* [Tujuan Latihan]
Dalam teks tentang visi dan misi PPA, siapa saja yang termasuk aparatur negara?

* [Teks yang Diberikan]
----

Membangun Jati Diri Aparatur Negara melalui Internalisasi Nilai-Nilai Agama

Friday, January 23, 2009

Visi dan Misi PPA

Visi PPA adalah menjadikan nilai-nilai agama sebagai kekuatan moral dalam pelaksanakan pengawasan untuk memberi­kan kontribusi bagi perwujudan aparatur negara yang bebas dari tindakan atau praktik KKN dan bentuk penyimpangan lainnya.


Dalam memahami visi PPA perlu melihat makna kata kunci yang terkandung dalam rumusan visi sebagai berikut:

  1. Nilai agama: ukuran, norma, atau ajaran luhur dari suatu agama dan bersifat absolut;
  2. Kekuatan moral: sesuatu yang memberikan yang memberikan mitivasi atau dorongan yang melekat pada setiap individu dalam melakukan suatu tindakan;
  3. Pengawasan: upaya pengendalian diri untuk berbuat dan ber­tindak sesuai dengan kaidah atau norma;
  4. Kontribusi: pemberian sumbangan yang berarti dalam penca­pa­ian tujuan;
  5. Aparatur negara: aparat penyelenggara negara baik eksekutif, legislatif, maupun yudikatif;
  6. Bebas: terhindar, tidak ada, atau tidak terjadi;
  7. Korupsi: perbuatan setiap orang atau badan yang dengan sengaja melawan hukum untuk memperkaya diri, orang lain, atau suatu korporasi yang dapat merugikan kelangsungan ne­gara atau perekonomian negara;
  8. Kolusi: permufakatan atau kerja sama secara melawan hukum antara sesama penyelenggara negara, atau dengan pihak lain yang merugikan orang lain, masyarakat dan/atau negara;
  9. Nepotisme: setiap perbuatan penyelenggara negara secara me­lawan hukum yang menguntungkan kepentingan keluarga­nya dan/atau kroninya di atas kepentingan masyarkat, bangsa dan negara.

----

* [Data]
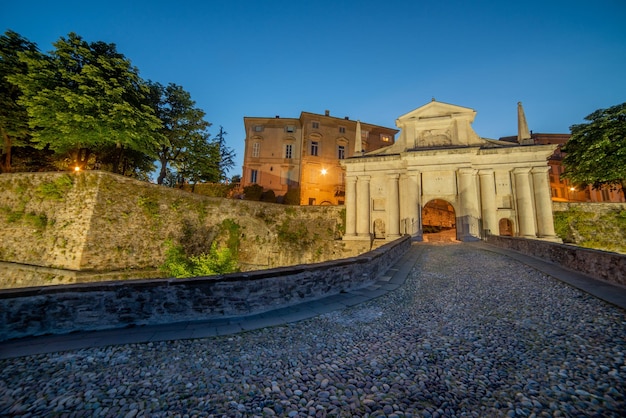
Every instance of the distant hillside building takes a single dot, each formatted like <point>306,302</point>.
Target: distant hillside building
<point>561,189</point>
<point>304,154</point>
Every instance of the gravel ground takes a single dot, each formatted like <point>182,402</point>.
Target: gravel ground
<point>471,333</point>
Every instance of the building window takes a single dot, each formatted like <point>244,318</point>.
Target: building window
<point>314,148</point>
<point>605,195</point>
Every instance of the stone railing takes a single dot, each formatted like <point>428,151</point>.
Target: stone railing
<point>94,306</point>
<point>598,264</point>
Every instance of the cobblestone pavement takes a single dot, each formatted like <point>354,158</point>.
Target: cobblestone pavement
<point>471,333</point>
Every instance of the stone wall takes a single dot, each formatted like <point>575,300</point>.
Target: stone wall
<point>97,222</point>
<point>67,308</point>
<point>601,265</point>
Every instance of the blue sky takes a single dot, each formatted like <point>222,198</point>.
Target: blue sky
<point>369,60</point>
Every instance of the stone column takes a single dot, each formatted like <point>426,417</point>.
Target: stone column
<point>363,207</point>
<point>351,206</point>
<point>469,218</point>
<point>410,200</point>
<point>543,202</point>
<point>488,201</point>
<point>524,200</point>
<point>393,207</point>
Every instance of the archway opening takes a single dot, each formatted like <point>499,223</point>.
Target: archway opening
<point>438,221</point>
<point>505,227</point>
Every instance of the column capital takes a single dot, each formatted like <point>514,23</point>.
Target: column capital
<point>467,171</point>
<point>540,169</point>
<point>521,170</point>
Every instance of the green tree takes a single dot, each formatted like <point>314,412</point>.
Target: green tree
<point>13,117</point>
<point>225,153</point>
<point>85,98</point>
<point>183,125</point>
<point>596,151</point>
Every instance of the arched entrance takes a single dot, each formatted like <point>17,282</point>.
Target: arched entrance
<point>505,227</point>
<point>438,221</point>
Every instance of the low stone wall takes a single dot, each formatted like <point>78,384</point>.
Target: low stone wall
<point>80,307</point>
<point>601,265</point>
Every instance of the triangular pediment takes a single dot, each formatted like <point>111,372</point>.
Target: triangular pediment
<point>436,109</point>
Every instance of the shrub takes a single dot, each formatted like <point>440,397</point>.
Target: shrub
<point>217,261</point>
<point>252,192</point>
<point>268,196</point>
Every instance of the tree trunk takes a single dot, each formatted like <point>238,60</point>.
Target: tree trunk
<point>118,159</point>
<point>163,171</point>
<point>5,166</point>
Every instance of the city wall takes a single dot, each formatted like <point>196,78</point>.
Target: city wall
<point>95,306</point>
<point>601,265</point>
<point>61,228</point>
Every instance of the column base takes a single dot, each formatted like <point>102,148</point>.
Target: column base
<point>551,238</point>
<point>356,238</point>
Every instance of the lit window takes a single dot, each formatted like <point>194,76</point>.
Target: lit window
<point>314,148</point>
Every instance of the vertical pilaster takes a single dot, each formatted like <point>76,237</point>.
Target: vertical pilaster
<point>350,206</point>
<point>524,200</point>
<point>393,207</point>
<point>543,202</point>
<point>363,207</point>
<point>470,216</point>
<point>488,201</point>
<point>410,194</point>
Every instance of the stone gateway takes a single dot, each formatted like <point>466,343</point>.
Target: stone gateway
<point>438,162</point>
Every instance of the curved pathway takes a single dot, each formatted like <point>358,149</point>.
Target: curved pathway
<point>470,333</point>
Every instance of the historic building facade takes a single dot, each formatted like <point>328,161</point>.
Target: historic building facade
<point>304,154</point>
<point>440,163</point>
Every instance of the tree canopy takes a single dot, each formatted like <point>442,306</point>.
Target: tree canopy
<point>13,117</point>
<point>83,104</point>
<point>183,125</point>
<point>84,98</point>
<point>596,151</point>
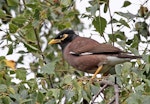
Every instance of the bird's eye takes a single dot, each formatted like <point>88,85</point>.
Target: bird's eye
<point>61,36</point>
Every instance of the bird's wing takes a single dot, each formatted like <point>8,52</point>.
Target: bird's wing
<point>82,45</point>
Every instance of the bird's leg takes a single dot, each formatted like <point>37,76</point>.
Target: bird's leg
<point>97,71</point>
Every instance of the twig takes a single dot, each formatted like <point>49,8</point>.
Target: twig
<point>105,84</point>
<point>39,46</point>
<point>98,93</point>
<point>116,94</point>
<point>112,29</point>
<point>112,101</point>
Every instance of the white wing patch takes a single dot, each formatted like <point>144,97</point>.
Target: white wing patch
<point>81,54</point>
<point>112,60</point>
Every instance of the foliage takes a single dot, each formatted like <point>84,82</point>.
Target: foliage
<point>32,23</point>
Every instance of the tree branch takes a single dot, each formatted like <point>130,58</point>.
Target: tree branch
<point>43,57</point>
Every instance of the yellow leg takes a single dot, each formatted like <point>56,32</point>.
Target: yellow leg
<point>97,71</point>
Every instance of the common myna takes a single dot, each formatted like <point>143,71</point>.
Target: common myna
<point>88,55</point>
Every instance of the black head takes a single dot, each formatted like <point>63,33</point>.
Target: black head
<point>64,37</point>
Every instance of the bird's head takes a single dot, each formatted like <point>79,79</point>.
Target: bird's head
<point>63,38</point>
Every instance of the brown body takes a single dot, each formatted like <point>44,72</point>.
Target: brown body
<point>90,62</point>
<point>87,55</point>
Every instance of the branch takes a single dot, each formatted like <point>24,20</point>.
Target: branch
<point>112,29</point>
<point>43,57</point>
<point>105,84</point>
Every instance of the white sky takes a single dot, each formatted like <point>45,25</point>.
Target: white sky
<point>81,5</point>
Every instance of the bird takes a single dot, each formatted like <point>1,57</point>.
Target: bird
<point>88,55</point>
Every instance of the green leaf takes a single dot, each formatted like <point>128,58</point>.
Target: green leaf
<point>123,22</point>
<point>2,14</point>
<point>13,28</point>
<point>19,20</point>
<point>126,3</point>
<point>99,24</point>
<point>55,93</point>
<point>65,2</point>
<point>40,97</point>
<point>3,87</point>
<point>126,15</point>
<point>10,49</point>
<point>5,100</point>
<point>12,2</point>
<point>69,94</point>
<point>21,74</point>
<point>49,68</point>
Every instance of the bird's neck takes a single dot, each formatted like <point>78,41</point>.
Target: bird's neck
<point>65,43</point>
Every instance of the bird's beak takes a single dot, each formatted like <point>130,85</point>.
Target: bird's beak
<point>54,41</point>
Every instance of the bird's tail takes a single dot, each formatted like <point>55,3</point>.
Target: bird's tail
<point>129,56</point>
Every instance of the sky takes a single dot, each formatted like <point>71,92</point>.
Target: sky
<point>81,6</point>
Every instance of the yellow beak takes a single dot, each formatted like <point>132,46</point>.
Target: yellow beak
<point>54,41</point>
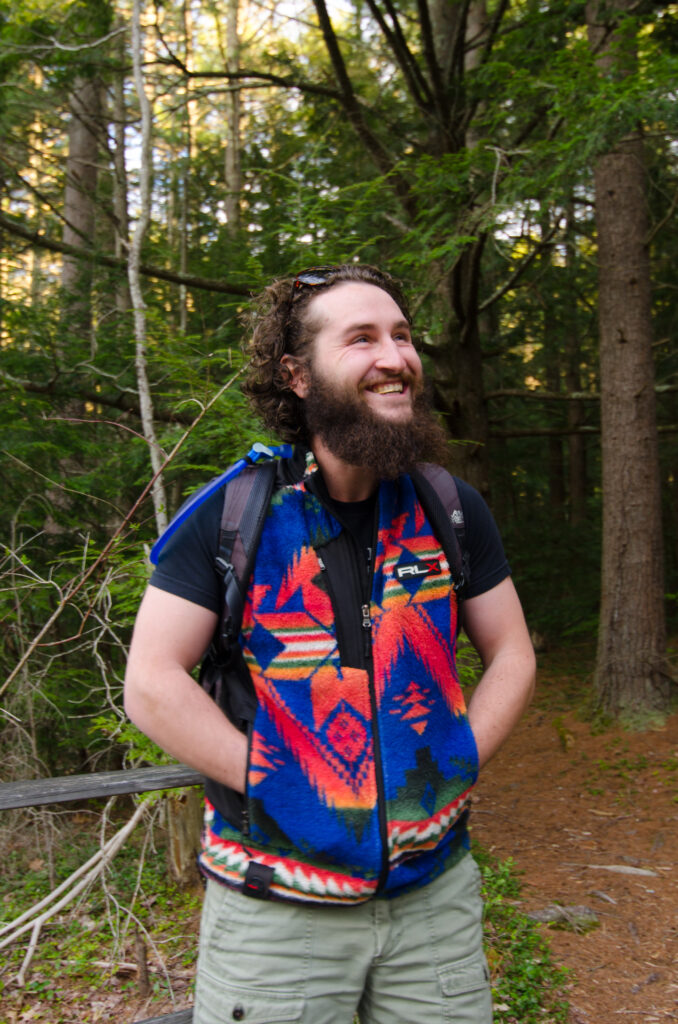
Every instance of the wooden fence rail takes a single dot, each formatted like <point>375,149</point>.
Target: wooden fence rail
<point>37,792</point>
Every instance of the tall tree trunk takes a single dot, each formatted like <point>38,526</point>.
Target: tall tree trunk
<point>79,206</point>
<point>232,171</point>
<point>123,299</point>
<point>466,414</point>
<point>143,387</point>
<point>577,466</point>
<point>631,670</point>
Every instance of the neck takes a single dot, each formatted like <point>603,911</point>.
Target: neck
<point>344,481</point>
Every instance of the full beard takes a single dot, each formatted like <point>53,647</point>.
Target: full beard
<point>361,437</point>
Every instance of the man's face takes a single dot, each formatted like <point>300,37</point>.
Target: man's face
<point>364,350</point>
<point>363,388</point>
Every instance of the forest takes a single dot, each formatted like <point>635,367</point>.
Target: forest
<point>514,163</point>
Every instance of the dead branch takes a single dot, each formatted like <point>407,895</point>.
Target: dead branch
<point>72,887</point>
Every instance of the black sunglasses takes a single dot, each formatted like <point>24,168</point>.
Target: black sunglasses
<point>313,276</point>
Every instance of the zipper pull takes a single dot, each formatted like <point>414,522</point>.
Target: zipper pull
<point>367,628</point>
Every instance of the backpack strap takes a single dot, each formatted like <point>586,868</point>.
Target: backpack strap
<point>245,506</point>
<point>439,496</point>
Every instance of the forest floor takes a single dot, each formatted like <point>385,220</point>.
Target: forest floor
<point>590,818</point>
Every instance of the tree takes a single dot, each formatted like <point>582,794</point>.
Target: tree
<point>631,669</point>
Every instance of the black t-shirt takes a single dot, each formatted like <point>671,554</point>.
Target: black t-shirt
<point>185,566</point>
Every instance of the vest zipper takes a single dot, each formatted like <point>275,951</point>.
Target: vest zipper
<point>245,819</point>
<point>366,622</point>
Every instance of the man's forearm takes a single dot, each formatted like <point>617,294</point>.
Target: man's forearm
<point>184,721</point>
<point>500,699</point>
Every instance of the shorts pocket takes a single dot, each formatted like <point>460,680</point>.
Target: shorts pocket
<point>467,975</point>
<point>220,1003</point>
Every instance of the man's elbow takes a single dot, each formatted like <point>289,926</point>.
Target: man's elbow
<point>136,696</point>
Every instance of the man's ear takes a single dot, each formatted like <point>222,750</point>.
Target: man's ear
<point>298,372</point>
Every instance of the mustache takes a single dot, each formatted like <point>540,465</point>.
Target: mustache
<point>408,378</point>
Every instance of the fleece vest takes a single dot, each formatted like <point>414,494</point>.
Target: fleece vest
<point>358,773</point>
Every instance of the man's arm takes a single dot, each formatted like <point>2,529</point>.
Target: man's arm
<point>162,698</point>
<point>496,627</point>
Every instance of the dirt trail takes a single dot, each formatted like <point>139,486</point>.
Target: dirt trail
<point>567,805</point>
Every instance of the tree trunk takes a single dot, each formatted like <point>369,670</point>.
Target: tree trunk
<point>631,670</point>
<point>232,172</point>
<point>79,206</point>
<point>123,299</point>
<point>465,413</point>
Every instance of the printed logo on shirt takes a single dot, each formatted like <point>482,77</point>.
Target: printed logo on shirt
<point>422,567</point>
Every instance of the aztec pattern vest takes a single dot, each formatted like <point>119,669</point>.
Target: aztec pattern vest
<point>358,777</point>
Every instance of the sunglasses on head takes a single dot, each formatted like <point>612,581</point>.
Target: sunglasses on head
<point>313,276</point>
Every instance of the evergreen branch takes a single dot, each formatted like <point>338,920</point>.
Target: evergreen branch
<point>430,56</point>
<point>519,270</point>
<point>78,584</point>
<point>122,401</point>
<point>268,78</point>
<point>419,89</point>
<point>349,102</point>
<point>119,263</point>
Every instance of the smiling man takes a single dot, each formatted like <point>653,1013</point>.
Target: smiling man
<point>340,802</point>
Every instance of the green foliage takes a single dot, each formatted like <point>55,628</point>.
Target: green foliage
<point>81,950</point>
<point>526,986</point>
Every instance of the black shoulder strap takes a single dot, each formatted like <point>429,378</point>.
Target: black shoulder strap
<point>438,494</point>
<point>245,506</point>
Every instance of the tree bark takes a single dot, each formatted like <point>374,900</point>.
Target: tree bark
<point>232,171</point>
<point>79,205</point>
<point>123,299</point>
<point>145,399</point>
<point>631,675</point>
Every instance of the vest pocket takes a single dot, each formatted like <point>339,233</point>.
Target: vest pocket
<point>222,1001</point>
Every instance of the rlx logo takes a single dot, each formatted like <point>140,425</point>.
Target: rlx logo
<point>430,566</point>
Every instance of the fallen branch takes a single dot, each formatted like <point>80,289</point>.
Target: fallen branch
<point>72,887</point>
<point>77,586</point>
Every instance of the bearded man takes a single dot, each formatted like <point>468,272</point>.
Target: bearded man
<point>342,806</point>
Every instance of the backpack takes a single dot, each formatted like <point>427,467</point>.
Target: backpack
<point>251,482</point>
<point>245,507</point>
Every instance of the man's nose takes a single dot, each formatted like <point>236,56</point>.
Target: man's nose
<point>390,354</point>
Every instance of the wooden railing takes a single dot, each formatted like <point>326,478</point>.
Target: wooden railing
<point>37,792</point>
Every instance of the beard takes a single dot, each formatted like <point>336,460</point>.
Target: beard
<point>357,435</point>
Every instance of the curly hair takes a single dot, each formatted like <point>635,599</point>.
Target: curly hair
<point>280,326</point>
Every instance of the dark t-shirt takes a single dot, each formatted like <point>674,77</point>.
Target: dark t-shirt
<point>185,566</point>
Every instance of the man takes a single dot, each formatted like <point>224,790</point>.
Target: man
<point>344,801</point>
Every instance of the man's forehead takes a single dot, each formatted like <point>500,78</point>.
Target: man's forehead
<point>354,304</point>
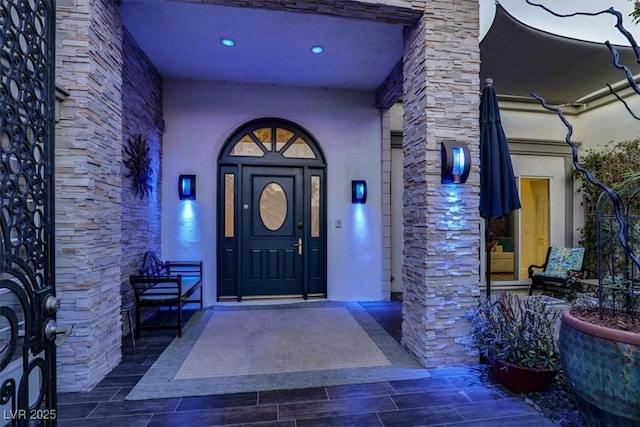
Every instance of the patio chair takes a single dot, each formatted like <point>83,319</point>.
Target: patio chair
<point>557,276</point>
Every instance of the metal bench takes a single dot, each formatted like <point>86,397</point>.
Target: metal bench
<point>166,284</point>
<point>557,276</point>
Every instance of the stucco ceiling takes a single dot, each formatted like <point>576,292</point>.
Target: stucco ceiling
<point>182,39</point>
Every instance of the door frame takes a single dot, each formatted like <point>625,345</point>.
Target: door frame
<point>28,304</point>
<point>254,152</point>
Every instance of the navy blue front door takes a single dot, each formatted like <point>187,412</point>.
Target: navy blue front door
<point>273,227</point>
<point>272,232</point>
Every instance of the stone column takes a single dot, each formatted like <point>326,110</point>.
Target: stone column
<point>88,189</point>
<point>441,222</point>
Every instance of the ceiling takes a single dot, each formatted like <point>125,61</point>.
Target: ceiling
<point>182,40</point>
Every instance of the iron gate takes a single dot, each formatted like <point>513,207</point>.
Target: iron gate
<point>27,292</point>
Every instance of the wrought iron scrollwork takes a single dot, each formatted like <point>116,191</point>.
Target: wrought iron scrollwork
<point>27,29</point>
<point>138,163</point>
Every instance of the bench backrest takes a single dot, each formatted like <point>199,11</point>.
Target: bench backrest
<point>561,261</point>
<point>152,266</point>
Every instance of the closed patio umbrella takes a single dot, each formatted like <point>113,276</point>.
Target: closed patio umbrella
<point>498,191</point>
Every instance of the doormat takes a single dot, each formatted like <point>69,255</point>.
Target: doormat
<point>234,349</point>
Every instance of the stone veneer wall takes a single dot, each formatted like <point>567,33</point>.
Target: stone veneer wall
<point>141,114</point>
<point>88,189</point>
<point>441,222</point>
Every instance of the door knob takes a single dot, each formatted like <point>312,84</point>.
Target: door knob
<point>52,332</point>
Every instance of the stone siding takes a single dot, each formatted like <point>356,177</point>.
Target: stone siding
<point>88,190</point>
<point>441,222</point>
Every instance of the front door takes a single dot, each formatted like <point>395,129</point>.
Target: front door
<point>271,213</point>
<point>273,226</point>
<point>27,286</point>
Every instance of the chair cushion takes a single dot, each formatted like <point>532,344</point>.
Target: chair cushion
<point>562,261</point>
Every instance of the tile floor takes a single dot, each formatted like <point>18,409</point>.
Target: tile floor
<point>452,397</point>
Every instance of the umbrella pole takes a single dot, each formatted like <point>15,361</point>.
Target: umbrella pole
<point>488,237</point>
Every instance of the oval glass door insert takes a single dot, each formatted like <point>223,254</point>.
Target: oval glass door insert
<point>273,206</point>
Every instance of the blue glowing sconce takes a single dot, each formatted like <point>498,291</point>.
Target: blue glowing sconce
<point>456,162</point>
<point>187,187</point>
<point>358,191</point>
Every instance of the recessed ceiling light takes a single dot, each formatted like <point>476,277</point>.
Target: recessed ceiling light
<point>227,42</point>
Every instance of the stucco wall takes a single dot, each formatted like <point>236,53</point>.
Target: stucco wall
<point>200,117</point>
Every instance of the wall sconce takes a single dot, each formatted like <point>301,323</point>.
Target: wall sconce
<point>358,191</point>
<point>187,187</point>
<point>456,162</point>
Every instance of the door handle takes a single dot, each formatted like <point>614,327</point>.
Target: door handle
<point>52,332</point>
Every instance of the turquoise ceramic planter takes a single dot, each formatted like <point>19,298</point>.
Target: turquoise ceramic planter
<point>602,366</point>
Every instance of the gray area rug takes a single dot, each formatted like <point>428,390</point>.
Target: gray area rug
<point>233,349</point>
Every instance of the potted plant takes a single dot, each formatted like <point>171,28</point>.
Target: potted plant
<point>518,336</point>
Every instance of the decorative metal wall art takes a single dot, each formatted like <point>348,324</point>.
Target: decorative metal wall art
<point>138,162</point>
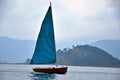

----

* [Jawaban]
Aparat penyelenggara negara, baik eksekutif, legislatif, maupun yudikatif.